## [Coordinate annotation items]
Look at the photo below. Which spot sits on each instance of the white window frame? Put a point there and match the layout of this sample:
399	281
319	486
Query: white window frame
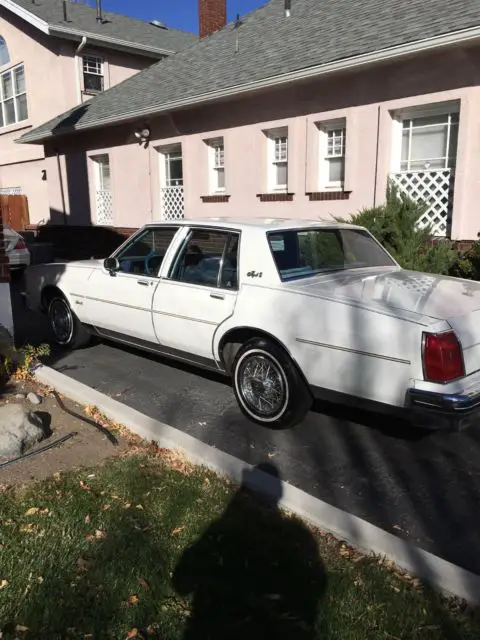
277	153
97	69
216	164
447	109
100	161
14	97
335	131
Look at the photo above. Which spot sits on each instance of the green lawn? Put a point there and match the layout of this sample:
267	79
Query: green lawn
135	544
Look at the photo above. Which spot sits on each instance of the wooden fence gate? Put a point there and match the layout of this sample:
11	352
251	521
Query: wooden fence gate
14	211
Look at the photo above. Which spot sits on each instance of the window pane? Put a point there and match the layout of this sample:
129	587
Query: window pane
200	260
9	112
220	178
336	169
281	174
92	82
429	143
7	85
22	111
145	254
229	277
19	80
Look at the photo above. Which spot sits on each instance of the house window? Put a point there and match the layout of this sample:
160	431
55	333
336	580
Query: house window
13	96
429	142
332	154
4	54
92	74
103	172
278	159
216	150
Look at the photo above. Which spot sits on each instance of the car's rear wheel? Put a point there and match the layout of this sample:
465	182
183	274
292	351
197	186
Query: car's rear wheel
268	386
67	329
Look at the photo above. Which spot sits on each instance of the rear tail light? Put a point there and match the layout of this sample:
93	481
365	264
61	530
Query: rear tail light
442	357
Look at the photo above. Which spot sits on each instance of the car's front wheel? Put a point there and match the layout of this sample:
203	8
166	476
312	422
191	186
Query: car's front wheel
67	329
268	386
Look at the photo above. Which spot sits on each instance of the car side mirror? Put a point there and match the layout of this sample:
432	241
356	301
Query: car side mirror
111	265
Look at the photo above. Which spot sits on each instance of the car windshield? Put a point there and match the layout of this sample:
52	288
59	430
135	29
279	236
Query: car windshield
299	253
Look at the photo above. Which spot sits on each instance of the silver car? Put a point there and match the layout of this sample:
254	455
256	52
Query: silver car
16	249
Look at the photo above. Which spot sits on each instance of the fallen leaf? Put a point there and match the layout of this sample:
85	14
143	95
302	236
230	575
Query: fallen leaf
83	564
144	583
177	530
133	600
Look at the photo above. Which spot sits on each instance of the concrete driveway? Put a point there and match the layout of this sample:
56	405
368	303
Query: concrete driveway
421	486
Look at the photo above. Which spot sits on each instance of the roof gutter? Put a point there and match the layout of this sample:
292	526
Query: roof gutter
57	30
384	55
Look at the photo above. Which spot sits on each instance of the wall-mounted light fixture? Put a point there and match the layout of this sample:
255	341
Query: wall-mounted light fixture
143	135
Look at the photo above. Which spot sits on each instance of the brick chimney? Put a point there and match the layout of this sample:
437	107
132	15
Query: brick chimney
212	16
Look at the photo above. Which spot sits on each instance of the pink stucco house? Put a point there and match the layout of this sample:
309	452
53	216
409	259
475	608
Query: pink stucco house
55	55
301	108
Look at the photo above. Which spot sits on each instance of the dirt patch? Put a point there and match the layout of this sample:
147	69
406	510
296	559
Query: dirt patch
91	444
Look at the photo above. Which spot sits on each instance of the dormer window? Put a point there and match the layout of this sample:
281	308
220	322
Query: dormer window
93	74
4	54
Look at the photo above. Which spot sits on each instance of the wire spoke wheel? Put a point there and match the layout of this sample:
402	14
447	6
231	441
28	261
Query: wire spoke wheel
61	321
262	385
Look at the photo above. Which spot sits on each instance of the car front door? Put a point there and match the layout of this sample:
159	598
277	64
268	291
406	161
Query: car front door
197	294
119	303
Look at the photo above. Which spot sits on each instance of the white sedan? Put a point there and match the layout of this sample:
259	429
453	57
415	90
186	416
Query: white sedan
290	310
16	249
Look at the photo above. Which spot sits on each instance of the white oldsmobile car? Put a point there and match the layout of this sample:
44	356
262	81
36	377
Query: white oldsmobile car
291	310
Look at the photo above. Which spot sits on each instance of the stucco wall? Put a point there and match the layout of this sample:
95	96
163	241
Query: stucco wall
366	99
52	88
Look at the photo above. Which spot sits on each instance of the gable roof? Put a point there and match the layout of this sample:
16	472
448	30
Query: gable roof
320	36
115	30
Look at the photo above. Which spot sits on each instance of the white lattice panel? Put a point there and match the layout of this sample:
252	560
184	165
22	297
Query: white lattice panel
104	207
435	189
10	191
172	203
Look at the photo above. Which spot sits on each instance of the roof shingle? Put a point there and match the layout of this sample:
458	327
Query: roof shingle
269	45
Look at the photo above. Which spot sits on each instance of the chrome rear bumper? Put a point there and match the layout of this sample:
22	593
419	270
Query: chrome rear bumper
436	410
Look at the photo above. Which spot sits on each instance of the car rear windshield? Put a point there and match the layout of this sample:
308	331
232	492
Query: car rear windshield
299	253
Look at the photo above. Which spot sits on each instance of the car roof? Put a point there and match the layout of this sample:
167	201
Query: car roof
261	224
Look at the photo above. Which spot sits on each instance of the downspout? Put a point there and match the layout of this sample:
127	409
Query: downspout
376	160
77	68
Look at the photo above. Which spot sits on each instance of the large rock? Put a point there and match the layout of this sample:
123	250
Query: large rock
20	429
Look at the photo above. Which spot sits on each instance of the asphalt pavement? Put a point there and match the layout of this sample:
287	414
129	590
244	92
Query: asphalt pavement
421	486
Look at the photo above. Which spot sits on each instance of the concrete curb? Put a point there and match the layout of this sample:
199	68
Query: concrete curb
444	575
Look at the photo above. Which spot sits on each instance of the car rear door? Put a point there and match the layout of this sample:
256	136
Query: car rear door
197	294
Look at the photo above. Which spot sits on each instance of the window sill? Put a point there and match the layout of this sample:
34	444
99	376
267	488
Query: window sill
316	196
18	126
218	197
275	197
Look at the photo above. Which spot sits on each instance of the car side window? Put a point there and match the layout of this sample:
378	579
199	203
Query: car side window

## [Short exercise]
Rewrite every item with "Put a point there" swapped for "Place a marker there" and nothing else changed. Omit the pictures from your answer.

## [Written solution]
Look at the photo below. Which spot sits on each instance of the white window frame? Place a marker there and match the layout of this sample:
399	281
319	486
Query: white window frame
277	153
97	69
216	164
447	109
100	161
14	97
335	131
Look at the photo above. Which spot sits on each instance of the green lawn? Place a marker there and match the layout of this sample:
267	79
Query: green lawn
135	544
Look at the photo above. Which spot sits on each instance of the wooden fence gate? Place a marker there and match the layout of this sample:
11	352
251	521
Query: wooden fence gate
14	211
Look at the photo above. Which spot sits on each instance of the window pane? Place a marker there and match the layout of this sample:
129	587
Query: window pane
200	260
9	112
220	178
336	169
281	174
92	82
429	143
7	85
22	111
145	254
229	277
19	80
Look at the photo above. Which spot sits on each instance of the house window? Place a marker there and match the layout of this sample:
160	431
55	333
336	580
Query: house window
13	96
429	142
332	154
4	54
92	74
103	172
278	159
216	150
Look at the photo above. Which spot sits on each instance of the car's rear wheel? Place a marker there and match the layout of this sample:
465	182
183	274
292	351
197	186
Query: car's rear wheel
268	386
67	329
Look at the photo above. Which spot sits on each instance of the rear tail light? Place a marker there and match the layout of this sample:
93	481
365	264
61	530
Query: rear tail light
442	357
Look at the photo above. Which spot sits on each instance of the car's front wheel? Place a marker there and match the layout of this sample:
203	8
166	476
312	422
191	186
Query: car's front wheel
67	329
268	386
Look at the photo above. Which spot sits on each instance of the car side mirror? Place a marker there and match the layout of this sample:
432	241
356	301
Query: car side mirror
111	265
Look at the photo above. Which spot sits on each instance of the car windshield? Place a marker there and match the layout of this sample:
52	288
59	430
135	29
279	236
Query: car windshield
299	253
Look at the photo above. Which spot sits on each instance of the silver car? Place a marker there and match the layout of this sample:
254	455
256	52
Query: silver car
16	249
Look at the photo above. Which spot sits on each instance of the fallen leaf? Place a marker there and match the layout of this sample:
85	14
143	95
302	236
230	575
Query: fallen leaf
83	564
144	583
177	530
133	600
Look at the photo above. Which spot sits on each instance of the concrete driveway? Place a marker there and match the layout of this sample:
56	405
368	303
Query: concrete driveway
421	486
Look at the photo above. Which spot sits on each instance of the roof gutter? Place a marker there and match the layout of this sample:
292	526
Query: roof gutter
57	30
384	55
Look at the photo above. Which spot sits on each instance of the wall-mounted light fixture? Place a marker there and match the layout of this sample:
255	341
Query: wall-mounted light fixture
143	135
Look at the photo above. Which spot sits on each instance of the brick chimney? Place a marker there and match the layout of this sample:
437	107
132	15
Query: brick chimney
212	16
Look at the photo above. Which spot sits on each instance of the pink stucco house? Place a marker there and match the layout of this sample:
309	452
53	216
409	259
475	608
Query: pink stucco house
55	55
301	108
Look at the photo above. Which spot sits on each instance of the dirt patch? Place a marker there and match the layout of this sample:
147	69
406	510
296	559
Query: dirt patch
91	444
Look at the photo above. Which spot sits on each instance of the dormer window? Place a marker there and match the layout of this sample:
281	308
220	322
Query: dormer window
93	74
4	54
Look at the photo above. Which spot sits on each instance of the wire spoke wheel? Place a marker there and match the layout of this sample:
402	14
447	6
231	441
28	261
Query: wire spoke wheel
61	321
262	385
Look at the photo above. Which spot sits on each instance of the car front door? Place a marker there and match the layout of this sample:
159	598
277	64
268	291
406	161
Query: car front door
197	294
119	303
Look at the photo above. Which spot sits on each instance of the white sedan? Place a marker there and match the layout of this sample:
259	429
453	57
415	90
186	416
Query: white sedan
290	310
16	249
Look at the photo above. Which spot sits on each instance of the white oldsmobile car? Place a marker there and match the layout of this sample:
44	356
262	81
36	377
Query: white oldsmobile car
291	310
Look at the photo above. Which spot sits on each instance of the stucco wall? Place a marker there and match the layout of this sample:
95	96
163	241
Query: stucco wall
366	99
52	88
Look at the photo above. Which spot sits on each instance of the gable roof? Place a marker there and match the layout of this sample:
16	472
448	30
Query: gable roof
320	36
115	30
Look at the photo above. Which spot sits on each instance of the white lattice panel? Place a marker there and match the layout of this sample:
252	560
184	165
22	297
Query: white lattice panel
104	207
435	189
10	191
172	203
Look at the photo above. Which spot sits on each instance of the roof shingle? Place a marker there and match the layout of this sample:
458	327
Query: roof shingle
269	45
Look at the photo above. Which spot sits on each instance of the chrome rear bumper? Place a marker there and match the layout of this sample:
22	593
419	270
Query: chrome rear bumper
436	410
Look at the photo above. Which spot sits on each instance of the car rear windshield? Place a marker there and match the layout of this sample:
308	331
232	492
Query: car rear windshield
299	253
Look at the photo above. Which spot sits on each instance of the car roof? Place a marker there and match the layout of this sample:
167	201
Query: car roof
261	224
Look at the photo above. Which spot sits on each instance of the downspout? Place a marker there and match the layout of this sample:
127	409
Query: downspout
376	160
77	68
Look at the photo above. Which spot sits on each instance of the large rock? Place a marker there and match the layout of this sample:
123	250
Query: large rock
20	429
Look at the photo above. Which spot sits on each instance of the asphalt pavement? Place a marker there and match the layout of this sample:
287	414
129	590
244	92
Query: asphalt pavement
421	486
Look at the photo above. Which spot sits on each instance of the concrete curb? Place a marker there and match the layout of this sample:
199	68
Query: concrete curb
444	575
Look at the photo above. Which spot sits on each instance of the car rear door? Place a marker there and match the layout of this sample:
256	136
Query: car rear door
197	294
Look at the photo above. Which spot sits on each instance of the window sill? Place a marker there and match the layout of this sample:
34	444
99	376
267	488
Query: window sill
316	196
18	126
218	197
275	197
Look at the photo above. Which spot sits on each instance of the car side window? Place a marker there and match the layout of this sample:
378	579
199	203
Query: car side window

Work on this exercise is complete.